#### [SUPPLIED RECORDS]

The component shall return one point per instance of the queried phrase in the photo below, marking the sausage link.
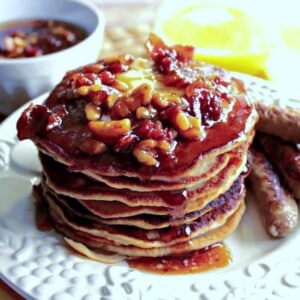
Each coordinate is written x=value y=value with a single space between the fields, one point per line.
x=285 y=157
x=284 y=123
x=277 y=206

==

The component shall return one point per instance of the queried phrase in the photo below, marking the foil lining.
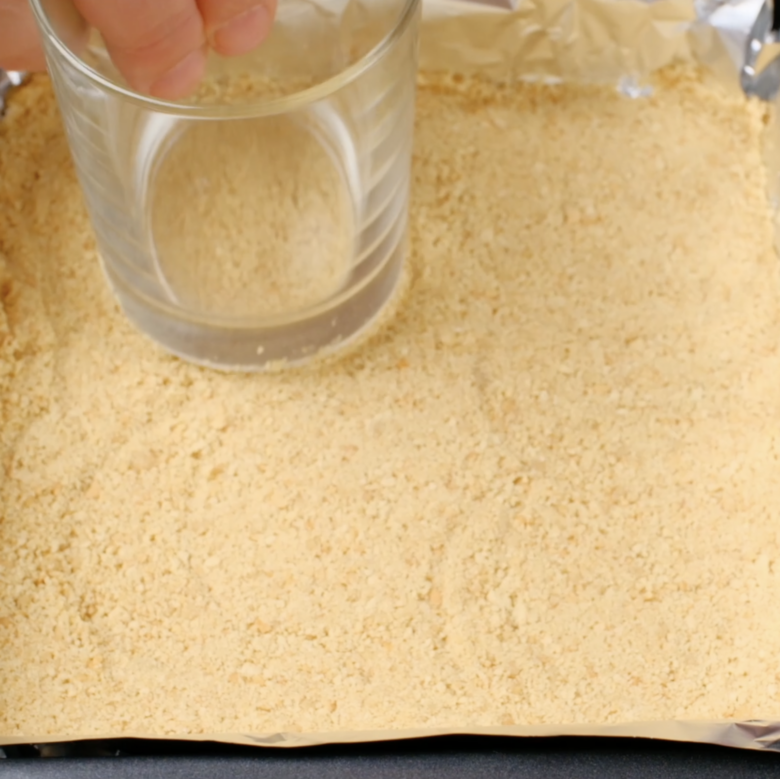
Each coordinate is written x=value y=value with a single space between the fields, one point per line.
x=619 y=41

#### [GOAL OF THE EXERCISE]
Scan the material above for lines holding "component" and copy each of them.

#### [YOUR RESPONSE]
The component shall return one point per instance of the queried phrase in the photo below, marking the sausage link.
The component shall return one point per instance of the queried phrase in the photo below, marking the foil lining.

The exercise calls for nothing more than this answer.